Records from a collection:
# # # # #
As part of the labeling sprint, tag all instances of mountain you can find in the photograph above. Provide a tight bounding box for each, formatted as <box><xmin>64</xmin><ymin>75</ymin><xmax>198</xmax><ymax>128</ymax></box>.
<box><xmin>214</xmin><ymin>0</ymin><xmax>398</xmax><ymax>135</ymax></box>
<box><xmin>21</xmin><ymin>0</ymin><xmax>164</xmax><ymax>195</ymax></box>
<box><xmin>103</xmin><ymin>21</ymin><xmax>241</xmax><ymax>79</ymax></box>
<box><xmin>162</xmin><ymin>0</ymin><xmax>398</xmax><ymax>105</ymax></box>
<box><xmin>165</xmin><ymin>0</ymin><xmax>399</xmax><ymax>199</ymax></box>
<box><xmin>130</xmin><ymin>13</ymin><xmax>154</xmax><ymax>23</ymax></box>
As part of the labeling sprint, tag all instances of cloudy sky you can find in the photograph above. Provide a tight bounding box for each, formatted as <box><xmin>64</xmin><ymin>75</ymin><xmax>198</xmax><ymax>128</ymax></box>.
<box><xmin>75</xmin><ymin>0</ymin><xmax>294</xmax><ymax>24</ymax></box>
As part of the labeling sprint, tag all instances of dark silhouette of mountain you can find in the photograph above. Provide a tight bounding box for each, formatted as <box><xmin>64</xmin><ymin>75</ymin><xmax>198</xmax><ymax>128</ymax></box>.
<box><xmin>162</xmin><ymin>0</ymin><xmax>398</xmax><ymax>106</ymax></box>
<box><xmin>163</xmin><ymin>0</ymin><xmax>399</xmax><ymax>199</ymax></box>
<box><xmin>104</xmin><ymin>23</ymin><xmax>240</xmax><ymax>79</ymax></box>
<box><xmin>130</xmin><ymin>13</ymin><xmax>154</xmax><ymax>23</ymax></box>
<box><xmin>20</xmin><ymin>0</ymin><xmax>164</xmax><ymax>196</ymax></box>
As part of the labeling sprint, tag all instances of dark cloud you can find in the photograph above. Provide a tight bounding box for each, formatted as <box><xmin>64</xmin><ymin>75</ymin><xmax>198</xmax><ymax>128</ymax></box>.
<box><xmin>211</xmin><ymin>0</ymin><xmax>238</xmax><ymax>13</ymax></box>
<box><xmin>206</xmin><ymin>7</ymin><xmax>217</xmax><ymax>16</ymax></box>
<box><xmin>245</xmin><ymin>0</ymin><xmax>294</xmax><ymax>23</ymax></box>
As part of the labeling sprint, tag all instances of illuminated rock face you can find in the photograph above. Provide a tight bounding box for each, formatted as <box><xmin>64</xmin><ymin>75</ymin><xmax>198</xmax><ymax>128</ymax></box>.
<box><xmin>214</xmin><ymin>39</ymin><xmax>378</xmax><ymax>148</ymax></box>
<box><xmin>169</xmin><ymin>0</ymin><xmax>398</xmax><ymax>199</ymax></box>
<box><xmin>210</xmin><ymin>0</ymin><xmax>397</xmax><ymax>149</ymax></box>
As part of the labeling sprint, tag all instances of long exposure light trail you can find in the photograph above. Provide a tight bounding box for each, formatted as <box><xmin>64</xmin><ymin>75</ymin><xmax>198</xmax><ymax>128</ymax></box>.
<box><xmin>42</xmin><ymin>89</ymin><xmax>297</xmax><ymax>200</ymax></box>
# # # # #
• Exercise directions: Every entry above needs to be copied exactly.

• Response for this exercise:
As part of the labeling sprint, tag all instances of mountain you can find in the photograph above. Provide a tight bounding box for each, formatted as <box><xmin>64</xmin><ymin>75</ymin><xmax>198</xmax><ymax>128</ymax></box>.
<box><xmin>214</xmin><ymin>0</ymin><xmax>398</xmax><ymax>135</ymax></box>
<box><xmin>21</xmin><ymin>0</ymin><xmax>164</xmax><ymax>195</ymax></box>
<box><xmin>103</xmin><ymin>21</ymin><xmax>241</xmax><ymax>79</ymax></box>
<box><xmin>162</xmin><ymin>0</ymin><xmax>398</xmax><ymax>105</ymax></box>
<box><xmin>165</xmin><ymin>0</ymin><xmax>399</xmax><ymax>199</ymax></box>
<box><xmin>130</xmin><ymin>13</ymin><xmax>154</xmax><ymax>23</ymax></box>
As part of the labeling sprint, tag all instances of cloudy sky you can find in the photograph above. Provide a tight bounding box for each, formatted as <box><xmin>64</xmin><ymin>75</ymin><xmax>198</xmax><ymax>128</ymax></box>.
<box><xmin>75</xmin><ymin>0</ymin><xmax>294</xmax><ymax>24</ymax></box>
As part of the labeling sprint, tag all instances of dark silhouette of mountain you can find in the photograph above. Provide a tight bounding box for each, formatted as <box><xmin>64</xmin><ymin>75</ymin><xmax>198</xmax><ymax>128</ymax></box>.
<box><xmin>162</xmin><ymin>0</ymin><xmax>398</xmax><ymax>106</ymax></box>
<box><xmin>163</xmin><ymin>0</ymin><xmax>399</xmax><ymax>199</ymax></box>
<box><xmin>104</xmin><ymin>23</ymin><xmax>240</xmax><ymax>79</ymax></box>
<box><xmin>130</xmin><ymin>13</ymin><xmax>154</xmax><ymax>23</ymax></box>
<box><xmin>20</xmin><ymin>0</ymin><xmax>164</xmax><ymax>196</ymax></box>
As part of the labeling sprint, tag all instances of dark cloud you can find in the photograph above. Provide a tight bounding box for each, formatted as <box><xmin>64</xmin><ymin>75</ymin><xmax>198</xmax><ymax>128</ymax></box>.
<box><xmin>211</xmin><ymin>0</ymin><xmax>238</xmax><ymax>13</ymax></box>
<box><xmin>206</xmin><ymin>7</ymin><xmax>217</xmax><ymax>16</ymax></box>
<box><xmin>245</xmin><ymin>0</ymin><xmax>294</xmax><ymax>23</ymax></box>
As part of the labeling sprint, tag all instances of illuminated rock face you can find in the photograph above. Provide a tight bounding box for each, formatted as <box><xmin>64</xmin><ymin>75</ymin><xmax>198</xmax><ymax>128</ymax></box>.
<box><xmin>214</xmin><ymin>39</ymin><xmax>378</xmax><ymax>148</ymax></box>
<box><xmin>169</xmin><ymin>0</ymin><xmax>398</xmax><ymax>199</ymax></box>
<box><xmin>210</xmin><ymin>0</ymin><xmax>397</xmax><ymax>149</ymax></box>
As part of the labeling sprint, tag all instances of long exposure light trail you can find in the photograph above. Provide a tight bounding box for each, formatted as <box><xmin>64</xmin><ymin>75</ymin><xmax>198</xmax><ymax>128</ymax></box>.
<box><xmin>42</xmin><ymin>89</ymin><xmax>297</xmax><ymax>200</ymax></box>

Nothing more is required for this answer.